--- BEGIN TEXT SHOWN ---
The regulators were keen to remind everyone that Operational Resilience aims to encourage better outcomes for consumers and the markets as a whole.
Steps to complete before 31 March 2022:
The regulators expect that all in-scope firms should have:
- Identified their Important Business Services (IBS)
- Set impact tolerances for each IBS
- Completed mapping and testing to enable identification of vulnerabilities
- Prepared communication plans to manage any incidents
- Defined a process to identify and use lessons learned
- Approved the first self-assessment
At this stage, a firm needs to know what level of disruption it can withstand without causing intolerable harm.
In an earlier blog, we examined the operational resilience requirements. Firms should ensure that they have documented clearly the steps they have taken and explained their rationale.
What should firms do after 31 March 2022?
From this point, the transitional period commences and lasts for three years ending on 31 March 2025. During the transitional period, firms should continue mapping and testing to remain within the impact tolerance.
The regulators have indicated that they have no specific plans to request copies of the self-assessment immediately after 31 March. However, if a firm breaches its regulatory obligations, the regulators will likely ask to see the self-assessment document. Therefore, firms must maintain the self-assessment document appropriately.
--- END TEXT SHOWN ---
--- BEGIN INFORMATION PROVIDED ---
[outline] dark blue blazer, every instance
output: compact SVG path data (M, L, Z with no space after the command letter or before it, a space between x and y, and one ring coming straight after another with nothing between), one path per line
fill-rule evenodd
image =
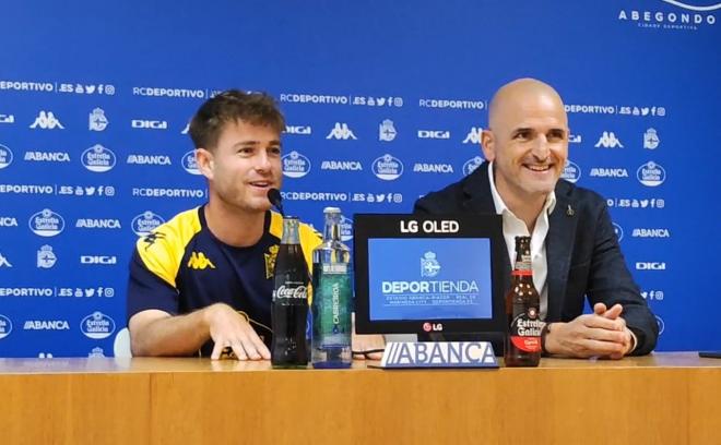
--- END INFORMATION PROVIDED ---
PROBLEMS AND TASKS:
**a.** Summarize the operational resilience text in two sentences.
**b.** Retype the stretch of the operational resilience text from "- Set impact" through "causing intolerable harm.".
The lines have no connection to the text.

THE RESULTS:
**a.** By 31 March 2022, regulators expect in-scope firms to have identified their Important Business Services, set impact tolerances for each, completed mapping and testing, prepared communication plans, defined a lessons-learned process, and approved their first self-assessment. A three-year transitional period then runs until 31 March 2025, during which firms should keep mapping and testing to stay within impact tolerance and must maintain the self-assessment, which regulators will likely ask to see if a firm breaches its obligations.

**b.**
- Set impact tolerances for each IBS
- Completed mapping and testing to enable identification of vulnerabilities
- Prepared communication plans to manage any incidents
- Defined a process to identify and use lessons learned
- Approved the first self-assessment
At this stage, a firm needs to know what level of disruption it can withstand without causing intolerable harm.